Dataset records
* * * * *

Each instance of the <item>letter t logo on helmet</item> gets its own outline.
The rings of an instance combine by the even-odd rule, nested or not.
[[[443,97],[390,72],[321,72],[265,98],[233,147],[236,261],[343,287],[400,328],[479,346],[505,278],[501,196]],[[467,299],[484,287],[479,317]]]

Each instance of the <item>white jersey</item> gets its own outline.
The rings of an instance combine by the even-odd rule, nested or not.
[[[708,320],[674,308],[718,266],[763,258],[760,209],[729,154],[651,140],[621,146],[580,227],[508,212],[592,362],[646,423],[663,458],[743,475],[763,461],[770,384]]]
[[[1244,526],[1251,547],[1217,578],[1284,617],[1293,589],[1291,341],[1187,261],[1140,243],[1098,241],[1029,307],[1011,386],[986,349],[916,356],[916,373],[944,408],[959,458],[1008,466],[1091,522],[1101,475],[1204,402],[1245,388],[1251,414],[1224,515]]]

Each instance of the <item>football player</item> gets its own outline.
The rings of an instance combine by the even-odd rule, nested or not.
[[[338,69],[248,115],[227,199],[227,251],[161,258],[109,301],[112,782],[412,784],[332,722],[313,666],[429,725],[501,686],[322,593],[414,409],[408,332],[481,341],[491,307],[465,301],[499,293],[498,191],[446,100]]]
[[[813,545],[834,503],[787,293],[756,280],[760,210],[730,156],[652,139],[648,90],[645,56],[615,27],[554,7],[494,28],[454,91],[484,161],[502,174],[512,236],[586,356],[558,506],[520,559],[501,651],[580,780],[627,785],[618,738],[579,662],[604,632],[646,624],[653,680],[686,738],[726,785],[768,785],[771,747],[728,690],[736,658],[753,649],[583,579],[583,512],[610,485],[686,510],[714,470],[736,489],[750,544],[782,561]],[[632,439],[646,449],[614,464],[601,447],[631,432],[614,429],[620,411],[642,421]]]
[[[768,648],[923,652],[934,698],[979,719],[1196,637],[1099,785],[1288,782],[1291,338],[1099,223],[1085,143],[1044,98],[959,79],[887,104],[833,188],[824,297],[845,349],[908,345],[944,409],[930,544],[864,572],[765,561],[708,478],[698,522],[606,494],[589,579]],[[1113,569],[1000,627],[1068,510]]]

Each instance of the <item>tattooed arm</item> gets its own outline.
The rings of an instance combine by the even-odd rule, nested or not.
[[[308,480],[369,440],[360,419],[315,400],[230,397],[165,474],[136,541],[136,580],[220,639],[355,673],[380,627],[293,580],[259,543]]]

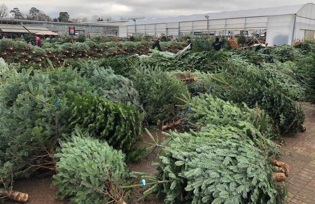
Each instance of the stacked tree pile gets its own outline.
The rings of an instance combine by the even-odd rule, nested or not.
[[[155,164],[156,178],[135,174],[154,184],[145,195],[164,192],[166,203],[174,204],[282,203],[272,161],[245,139],[246,131],[217,126],[208,132],[166,134],[170,146]]]

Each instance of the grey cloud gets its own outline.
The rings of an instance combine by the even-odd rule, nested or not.
[[[288,5],[315,3],[315,0],[76,0],[73,1],[38,1],[34,0],[5,0],[9,10],[17,7],[22,13],[32,7],[42,10],[52,17],[57,17],[60,12],[67,12],[70,17],[88,17],[93,15],[111,16],[118,19],[121,16],[155,18],[189,15],[241,9],[273,7]]]

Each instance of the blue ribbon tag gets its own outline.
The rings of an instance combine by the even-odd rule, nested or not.
[[[55,107],[56,107],[57,106],[57,105],[58,105],[58,104],[59,103],[59,102],[60,102],[60,99],[58,98],[58,100],[57,100],[57,101],[55,103],[55,104],[54,105],[54,106]]]

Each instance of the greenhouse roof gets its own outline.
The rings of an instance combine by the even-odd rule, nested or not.
[[[137,25],[165,23],[205,20],[204,16],[209,16],[209,20],[255,17],[270,15],[292,14],[297,13],[303,6],[307,4],[282,6],[269,8],[260,8],[256,9],[240,10],[232,11],[222,11],[220,13],[207,13],[203,14],[194,14],[190,15],[160,17],[137,20]],[[126,22],[123,26],[134,25],[133,21]]]

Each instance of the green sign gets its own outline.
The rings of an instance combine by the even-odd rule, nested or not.
[[[241,35],[248,35],[248,31],[241,31]]]

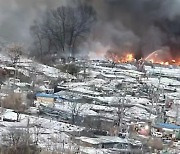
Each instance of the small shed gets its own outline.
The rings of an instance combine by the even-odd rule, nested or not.
[[[55,103],[56,100],[67,100],[59,95],[56,94],[46,94],[46,93],[37,93],[36,100],[39,103]]]

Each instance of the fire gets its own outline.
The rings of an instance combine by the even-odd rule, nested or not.
[[[127,63],[134,61],[134,55],[130,52],[126,53],[114,53],[114,52],[108,52],[106,54],[106,58],[109,60],[112,60],[116,63]]]
[[[128,63],[134,62],[134,54],[129,51],[114,51],[109,50],[106,53],[106,59],[112,60],[115,63]],[[146,58],[143,58],[146,62],[161,65],[180,65],[180,58],[174,59],[169,52],[164,50],[157,50],[149,54]]]
[[[145,61],[161,65],[180,65],[180,59],[173,59],[171,52],[162,49],[149,54]]]

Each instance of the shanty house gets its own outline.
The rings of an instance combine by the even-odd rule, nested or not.
[[[36,94],[36,100],[39,103],[55,103],[56,100],[61,99],[64,100],[64,98],[60,97],[56,94],[46,94],[46,93],[37,93]]]

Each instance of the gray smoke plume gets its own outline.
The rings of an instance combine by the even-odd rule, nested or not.
[[[180,0],[84,0],[98,14],[93,40],[137,55],[180,50]],[[140,55],[140,56],[143,56]]]
[[[75,0],[0,0],[0,37],[30,44],[29,28],[46,10]],[[80,0],[97,12],[97,23],[83,47],[147,54],[168,46],[180,51],[180,0]],[[88,44],[88,45],[87,45]],[[101,45],[100,45],[101,44]],[[87,50],[87,49],[86,49]]]
[[[29,44],[29,28],[48,9],[71,0],[0,0],[0,37]]]

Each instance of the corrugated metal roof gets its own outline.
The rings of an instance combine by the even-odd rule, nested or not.
[[[180,126],[175,125],[175,124],[169,124],[169,123],[157,123],[156,127],[168,128],[168,129],[180,129]]]

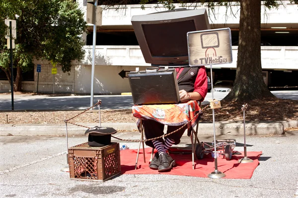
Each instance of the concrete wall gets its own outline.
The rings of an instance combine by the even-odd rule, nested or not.
[[[52,74],[52,66],[49,61],[36,60],[35,65],[42,65],[38,81],[39,92],[53,93],[55,76],[55,93],[90,93],[92,47],[85,46],[85,57],[81,61],[73,61],[71,72],[63,73],[61,67],[57,66],[57,74],[55,76]],[[263,69],[298,69],[298,47],[263,46],[261,49]],[[213,68],[235,68],[237,47],[232,46],[232,63],[213,65]],[[122,70],[127,73],[135,71],[136,67],[144,70],[150,66],[150,64],[145,62],[139,46],[96,46],[95,54],[93,88],[95,94],[130,92],[128,78],[122,78],[119,73]],[[36,67],[34,71],[36,71]],[[34,82],[22,82],[23,91],[36,92],[37,72],[35,72],[34,75]],[[8,81],[0,81],[0,93],[8,92],[10,90]]]
[[[80,7],[86,12],[86,6],[83,6],[83,0],[77,0]],[[270,27],[273,24],[279,27],[289,25],[292,28],[298,28],[298,12],[297,5],[291,4],[289,1],[282,1],[279,9],[265,10],[263,7],[262,26]],[[280,2],[280,3],[281,3]],[[179,5],[176,4],[179,8]],[[133,15],[145,14],[165,10],[156,4],[145,5],[145,10],[141,9],[140,5],[128,5],[126,8],[117,10],[111,8],[103,10],[99,14],[101,20],[102,28],[132,29],[131,23]],[[199,8],[204,8],[199,6]],[[193,8],[189,6],[188,8]],[[239,14],[236,11],[239,5],[234,4],[231,10],[224,7],[216,7],[216,15],[211,15],[210,23],[213,28],[229,27],[237,28]],[[286,21],[285,19],[286,18]],[[123,28],[124,27],[124,28]],[[85,39],[85,35],[82,36]],[[48,61],[35,60],[34,63],[42,65],[38,82],[39,92],[53,93],[53,78],[55,77],[55,93],[68,93],[75,94],[89,93],[91,90],[91,73],[92,63],[92,46],[85,46],[85,57],[80,61],[73,62],[72,70],[69,73],[63,73],[59,66],[57,66],[57,74],[51,74],[52,65]],[[237,47],[233,46],[233,62],[230,64],[214,65],[213,67],[235,68],[237,62]],[[298,69],[298,47],[261,47],[262,63],[266,69]],[[136,67],[140,67],[145,70],[150,64],[146,63],[139,46],[96,46],[95,54],[95,73],[94,80],[94,94],[119,94],[130,92],[130,87],[127,78],[122,78],[119,73],[124,71],[135,71]],[[36,71],[36,68],[35,71]],[[23,81],[23,91],[36,92],[37,73],[35,72],[34,81]],[[10,86],[8,81],[0,81],[0,93],[8,92]]]

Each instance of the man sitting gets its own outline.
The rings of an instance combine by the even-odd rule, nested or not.
[[[190,100],[203,101],[207,94],[207,77],[205,67],[178,67],[176,68],[177,79],[181,102]],[[152,120],[143,120],[144,131],[146,138],[151,139],[163,135],[164,125]],[[168,126],[167,134],[181,128],[179,126]],[[146,142],[147,145],[155,148],[157,152],[155,153],[149,167],[158,172],[165,171],[176,165],[176,162],[167,153],[168,149],[173,144],[180,142],[187,126],[185,126],[179,131],[165,137]]]

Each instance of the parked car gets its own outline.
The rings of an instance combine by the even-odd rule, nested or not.
[[[207,82],[208,85],[208,92],[210,92],[210,91],[211,91],[211,81],[210,80],[210,78],[209,78],[209,76],[207,76]]]
[[[213,91],[217,92],[230,92],[234,85],[234,81],[231,80],[218,80],[213,86]]]

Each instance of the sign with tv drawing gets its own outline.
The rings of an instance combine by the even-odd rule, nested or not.
[[[188,32],[187,44],[191,67],[232,62],[228,28]]]

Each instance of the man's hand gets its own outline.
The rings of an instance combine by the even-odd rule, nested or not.
[[[189,93],[186,92],[184,90],[180,90],[179,91],[179,95],[181,102],[186,102],[190,100],[190,94]]]

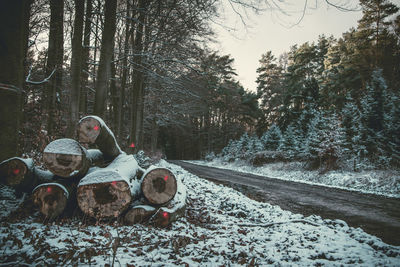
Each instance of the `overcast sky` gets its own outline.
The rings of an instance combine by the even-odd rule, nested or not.
[[[341,37],[342,33],[356,27],[362,16],[361,11],[343,12],[328,6],[323,0],[314,0],[308,1],[307,11],[301,19],[305,0],[287,2],[293,4],[282,6],[282,9],[288,11],[290,16],[279,11],[266,11],[261,15],[249,14],[247,27],[243,27],[240,17],[227,6],[225,17],[221,20],[224,20],[224,25],[235,27],[236,31],[232,33],[215,26],[216,39],[220,42],[215,48],[221,54],[230,54],[235,59],[234,67],[238,79],[246,89],[256,90],[256,69],[265,52],[271,50],[279,57],[283,52],[289,51],[292,45],[317,41],[322,34]],[[356,0],[347,2],[351,8],[358,7]],[[295,25],[300,19],[300,23]]]

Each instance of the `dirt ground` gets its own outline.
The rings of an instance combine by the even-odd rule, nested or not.
[[[232,187],[250,198],[278,205],[305,216],[341,219],[352,227],[400,245],[400,199],[272,179],[230,170],[170,161],[215,183]]]

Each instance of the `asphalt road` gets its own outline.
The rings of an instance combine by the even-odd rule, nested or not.
[[[400,199],[278,180],[230,170],[170,161],[207,180],[230,186],[248,197],[305,216],[341,219],[353,227],[400,245]]]

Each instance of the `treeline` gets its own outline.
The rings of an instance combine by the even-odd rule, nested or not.
[[[340,39],[321,36],[257,69],[262,117],[257,134],[231,141],[226,160],[265,157],[340,161],[378,168],[400,163],[400,15],[390,1],[360,1],[357,29]]]
[[[21,150],[73,137],[87,114],[126,151],[170,158],[222,149],[254,125],[256,95],[234,79],[232,58],[207,47],[220,2],[28,2]]]

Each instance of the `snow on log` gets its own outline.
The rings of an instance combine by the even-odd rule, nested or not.
[[[97,116],[82,118],[77,127],[78,140],[82,144],[96,144],[106,160],[113,160],[123,153],[113,132]]]
[[[60,177],[82,177],[91,164],[86,149],[69,138],[58,139],[46,146],[43,152],[46,167]]]
[[[51,181],[53,176],[35,167],[32,159],[14,157],[0,163],[0,182],[20,192],[31,193],[38,184]]]
[[[46,219],[53,220],[65,210],[73,191],[74,186],[65,182],[44,183],[33,189],[32,199]]]
[[[118,217],[140,194],[139,170],[135,158],[123,153],[106,168],[90,172],[78,185],[80,209],[95,218]]]
[[[165,168],[149,169],[143,174],[142,192],[152,205],[165,205],[177,191],[175,175]]]
[[[177,179],[177,192],[174,198],[164,207],[153,207],[141,202],[132,204],[125,214],[124,221],[128,225],[149,223],[158,227],[166,227],[185,214],[186,187]]]

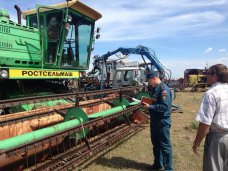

* * * * *

Show each line of the records above that contains the string "item".

Final result
Each instance of the <item>letter t logo on helmet</item> gets its own outline.
Each instance of the <item>white jersey</item> gets its own outline.
Each instance of the <item>football player</item> gets its own outline.
Each instance of the <item>tattooed arm</item> gets its own outline.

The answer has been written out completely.